=== INPUT DATA ===

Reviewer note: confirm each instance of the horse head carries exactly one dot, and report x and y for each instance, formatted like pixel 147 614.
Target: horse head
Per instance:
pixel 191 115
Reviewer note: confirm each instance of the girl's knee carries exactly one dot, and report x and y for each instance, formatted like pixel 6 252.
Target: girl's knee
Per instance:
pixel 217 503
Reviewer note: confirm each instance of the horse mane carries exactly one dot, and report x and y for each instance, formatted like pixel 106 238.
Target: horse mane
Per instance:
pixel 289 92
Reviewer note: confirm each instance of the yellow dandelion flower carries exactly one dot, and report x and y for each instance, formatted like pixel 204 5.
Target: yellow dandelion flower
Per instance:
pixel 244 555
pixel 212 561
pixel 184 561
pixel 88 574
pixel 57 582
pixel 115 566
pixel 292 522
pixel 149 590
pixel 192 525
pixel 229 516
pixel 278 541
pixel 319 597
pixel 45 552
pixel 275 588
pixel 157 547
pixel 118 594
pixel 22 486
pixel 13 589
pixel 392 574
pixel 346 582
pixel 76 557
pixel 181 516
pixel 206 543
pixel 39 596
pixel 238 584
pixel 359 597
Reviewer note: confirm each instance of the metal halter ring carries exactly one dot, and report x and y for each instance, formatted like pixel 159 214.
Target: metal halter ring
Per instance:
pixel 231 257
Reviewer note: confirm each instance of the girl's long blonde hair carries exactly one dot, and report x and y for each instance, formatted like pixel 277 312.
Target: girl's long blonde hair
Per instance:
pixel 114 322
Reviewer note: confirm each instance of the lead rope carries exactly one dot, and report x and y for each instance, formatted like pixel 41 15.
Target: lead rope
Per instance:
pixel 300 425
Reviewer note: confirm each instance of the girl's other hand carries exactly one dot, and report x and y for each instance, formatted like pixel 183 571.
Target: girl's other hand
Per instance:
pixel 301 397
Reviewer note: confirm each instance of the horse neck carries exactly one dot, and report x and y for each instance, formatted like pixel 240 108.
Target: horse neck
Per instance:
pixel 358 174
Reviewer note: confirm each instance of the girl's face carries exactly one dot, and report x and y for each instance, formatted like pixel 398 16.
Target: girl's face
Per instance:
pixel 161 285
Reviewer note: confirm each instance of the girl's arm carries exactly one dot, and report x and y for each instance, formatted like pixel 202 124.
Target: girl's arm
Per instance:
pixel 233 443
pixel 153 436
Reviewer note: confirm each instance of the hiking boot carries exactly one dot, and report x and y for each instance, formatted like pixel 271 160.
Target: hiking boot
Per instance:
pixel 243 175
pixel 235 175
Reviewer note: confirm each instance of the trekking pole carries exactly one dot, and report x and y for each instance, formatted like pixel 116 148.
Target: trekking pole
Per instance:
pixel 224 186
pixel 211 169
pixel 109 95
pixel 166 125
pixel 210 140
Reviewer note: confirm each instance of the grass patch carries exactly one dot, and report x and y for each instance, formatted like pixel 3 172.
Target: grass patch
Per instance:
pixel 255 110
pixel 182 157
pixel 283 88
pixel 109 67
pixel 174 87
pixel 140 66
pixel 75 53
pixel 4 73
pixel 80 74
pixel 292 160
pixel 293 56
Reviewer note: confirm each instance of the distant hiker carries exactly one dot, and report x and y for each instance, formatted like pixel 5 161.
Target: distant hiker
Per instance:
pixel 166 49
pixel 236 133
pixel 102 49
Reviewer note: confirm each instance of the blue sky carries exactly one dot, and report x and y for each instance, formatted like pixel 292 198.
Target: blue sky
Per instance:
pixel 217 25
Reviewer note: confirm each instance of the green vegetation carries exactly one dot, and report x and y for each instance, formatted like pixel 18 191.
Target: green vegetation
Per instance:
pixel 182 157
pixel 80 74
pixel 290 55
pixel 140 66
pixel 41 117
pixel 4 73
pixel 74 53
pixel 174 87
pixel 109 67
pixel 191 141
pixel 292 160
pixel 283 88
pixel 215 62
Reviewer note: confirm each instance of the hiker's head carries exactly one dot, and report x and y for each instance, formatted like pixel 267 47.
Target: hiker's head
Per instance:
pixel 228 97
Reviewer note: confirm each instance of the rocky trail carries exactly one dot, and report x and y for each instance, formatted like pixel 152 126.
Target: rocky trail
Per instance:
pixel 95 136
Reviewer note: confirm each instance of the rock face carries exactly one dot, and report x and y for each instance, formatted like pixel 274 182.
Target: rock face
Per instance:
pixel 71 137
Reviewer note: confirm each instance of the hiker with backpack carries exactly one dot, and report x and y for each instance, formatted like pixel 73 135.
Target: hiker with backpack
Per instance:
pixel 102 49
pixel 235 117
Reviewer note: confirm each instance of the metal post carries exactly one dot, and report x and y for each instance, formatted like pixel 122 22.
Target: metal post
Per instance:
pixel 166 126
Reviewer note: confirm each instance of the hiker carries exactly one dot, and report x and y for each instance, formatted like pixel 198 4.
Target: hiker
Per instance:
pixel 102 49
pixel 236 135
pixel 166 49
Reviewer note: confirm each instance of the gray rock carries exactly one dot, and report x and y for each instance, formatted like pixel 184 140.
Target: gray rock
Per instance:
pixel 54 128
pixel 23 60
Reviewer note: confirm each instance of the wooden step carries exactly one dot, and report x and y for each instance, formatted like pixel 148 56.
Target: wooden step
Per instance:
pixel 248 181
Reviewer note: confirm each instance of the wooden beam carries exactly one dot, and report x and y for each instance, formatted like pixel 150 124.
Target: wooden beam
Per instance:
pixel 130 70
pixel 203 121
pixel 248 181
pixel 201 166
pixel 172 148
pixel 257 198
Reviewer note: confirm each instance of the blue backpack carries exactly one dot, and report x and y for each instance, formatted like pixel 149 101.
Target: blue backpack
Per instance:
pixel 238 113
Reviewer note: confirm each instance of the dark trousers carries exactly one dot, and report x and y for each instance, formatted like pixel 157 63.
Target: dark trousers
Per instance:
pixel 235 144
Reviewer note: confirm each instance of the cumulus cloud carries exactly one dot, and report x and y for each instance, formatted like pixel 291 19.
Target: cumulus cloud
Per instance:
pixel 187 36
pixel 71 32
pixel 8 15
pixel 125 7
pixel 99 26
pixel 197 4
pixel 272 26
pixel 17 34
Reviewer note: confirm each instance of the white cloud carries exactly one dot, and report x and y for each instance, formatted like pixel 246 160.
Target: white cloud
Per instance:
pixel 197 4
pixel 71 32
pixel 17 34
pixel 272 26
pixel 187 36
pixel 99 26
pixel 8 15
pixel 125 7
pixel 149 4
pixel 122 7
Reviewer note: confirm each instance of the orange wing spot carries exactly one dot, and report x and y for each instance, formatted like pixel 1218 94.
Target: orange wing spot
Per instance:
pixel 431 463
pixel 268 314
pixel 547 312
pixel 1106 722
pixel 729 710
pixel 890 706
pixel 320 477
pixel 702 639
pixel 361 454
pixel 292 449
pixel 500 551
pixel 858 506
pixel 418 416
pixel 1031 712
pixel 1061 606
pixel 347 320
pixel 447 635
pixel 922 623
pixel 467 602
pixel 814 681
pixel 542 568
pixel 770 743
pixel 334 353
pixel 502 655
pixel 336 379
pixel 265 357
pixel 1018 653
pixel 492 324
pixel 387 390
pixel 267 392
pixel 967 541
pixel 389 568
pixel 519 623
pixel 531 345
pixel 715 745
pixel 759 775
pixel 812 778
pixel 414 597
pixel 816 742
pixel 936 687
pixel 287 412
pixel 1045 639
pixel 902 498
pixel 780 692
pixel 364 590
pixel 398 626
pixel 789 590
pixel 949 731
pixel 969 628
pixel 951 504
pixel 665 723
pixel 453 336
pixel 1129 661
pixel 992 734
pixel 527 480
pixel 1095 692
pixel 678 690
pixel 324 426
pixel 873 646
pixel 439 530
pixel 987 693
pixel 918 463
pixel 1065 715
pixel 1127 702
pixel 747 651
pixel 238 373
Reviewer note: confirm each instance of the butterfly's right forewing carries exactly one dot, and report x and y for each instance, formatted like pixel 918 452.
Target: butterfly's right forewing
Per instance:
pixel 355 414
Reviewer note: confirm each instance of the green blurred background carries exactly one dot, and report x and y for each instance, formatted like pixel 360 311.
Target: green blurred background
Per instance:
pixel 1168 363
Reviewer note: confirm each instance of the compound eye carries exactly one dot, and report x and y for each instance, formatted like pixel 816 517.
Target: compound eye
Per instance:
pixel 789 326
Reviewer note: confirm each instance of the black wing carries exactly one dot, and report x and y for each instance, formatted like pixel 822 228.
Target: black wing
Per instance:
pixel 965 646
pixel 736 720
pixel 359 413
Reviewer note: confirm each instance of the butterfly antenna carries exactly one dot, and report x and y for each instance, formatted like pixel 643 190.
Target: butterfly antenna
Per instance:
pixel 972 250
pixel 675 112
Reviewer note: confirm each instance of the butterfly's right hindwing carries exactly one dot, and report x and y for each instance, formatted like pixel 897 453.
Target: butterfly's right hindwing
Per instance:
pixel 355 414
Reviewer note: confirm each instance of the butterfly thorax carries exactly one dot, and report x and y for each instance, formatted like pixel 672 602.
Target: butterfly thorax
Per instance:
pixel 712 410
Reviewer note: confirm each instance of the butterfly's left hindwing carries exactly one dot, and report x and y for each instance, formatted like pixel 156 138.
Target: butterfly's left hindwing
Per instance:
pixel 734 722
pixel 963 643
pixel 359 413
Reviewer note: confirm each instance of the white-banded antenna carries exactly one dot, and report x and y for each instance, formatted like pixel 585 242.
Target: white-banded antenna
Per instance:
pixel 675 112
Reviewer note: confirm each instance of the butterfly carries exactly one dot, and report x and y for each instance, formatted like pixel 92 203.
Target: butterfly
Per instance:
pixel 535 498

===

▶ [EXERCISE PROMPT] From the opening line of the data above through the line that contains "Target: horse mane", please print each line as it stands and only those lines.

▶ [SOLVED EXERCISE]
Reviewer note: confirm each instance of the horse head carries exactly one dot, and report x and y for each instance, formatted like pixel 147 614.
Target: horse head
Per instance:
pixel 191 115
Reviewer note: confirm each instance of the girl's knee carries exactly one dot, and report x and y for each instance, formatted like pixel 6 252.
Target: girl's knee
Per instance:
pixel 217 503
Reviewer note: confirm each instance of the horse mane carries exactly one dot, and report x and y for each instance, formatted like pixel 106 238.
Target: horse mane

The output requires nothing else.